(Collected data entries)
###

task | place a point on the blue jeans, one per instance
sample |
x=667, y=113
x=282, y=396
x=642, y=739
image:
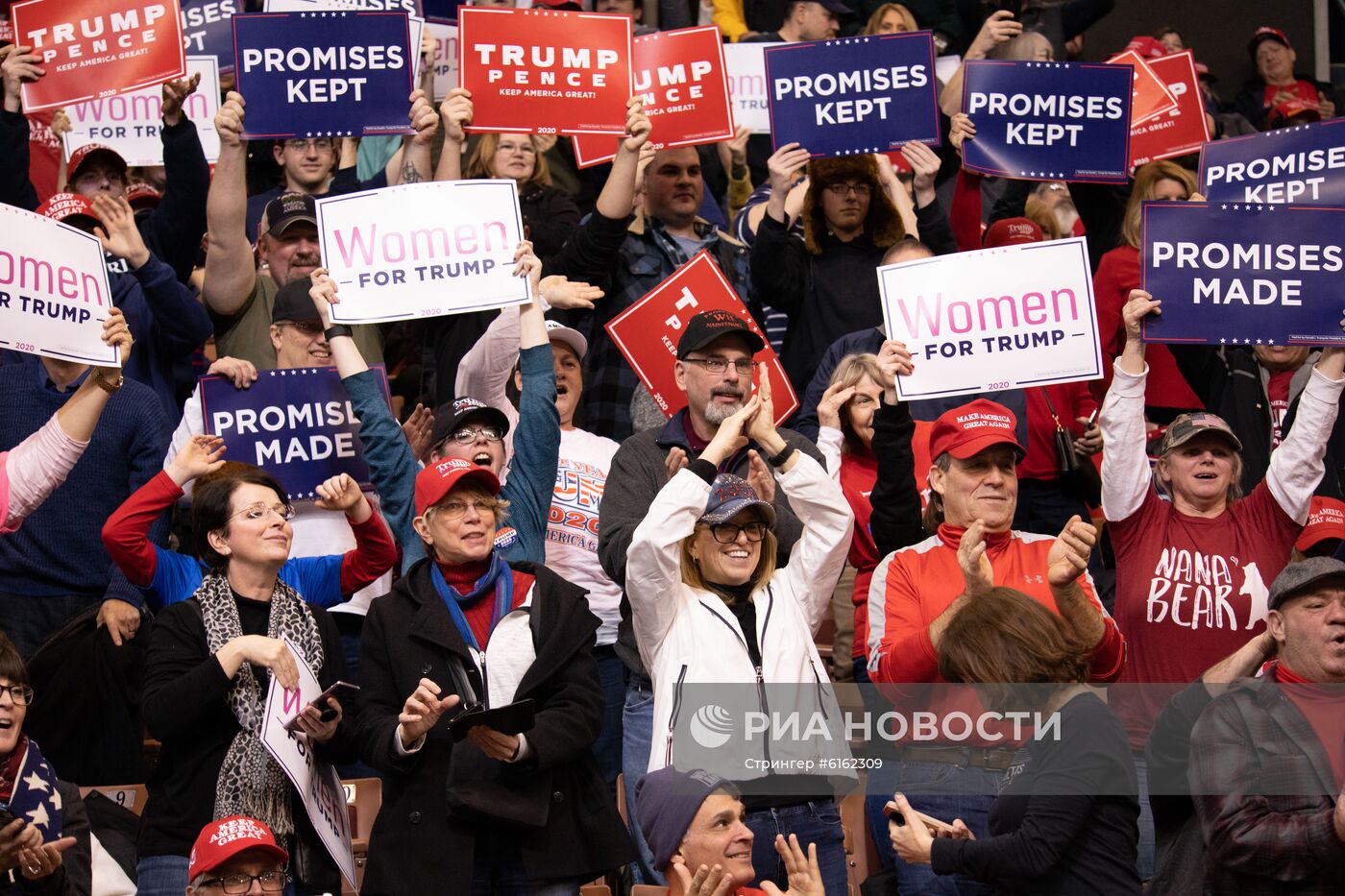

###

Copy down each line of the rows above word for word, leaving out the pictures.

• _Answer to this task_
task | place a point on the blue jeans, one per instance
sample |
x=667, y=113
x=282, y=396
x=642, y=739
image:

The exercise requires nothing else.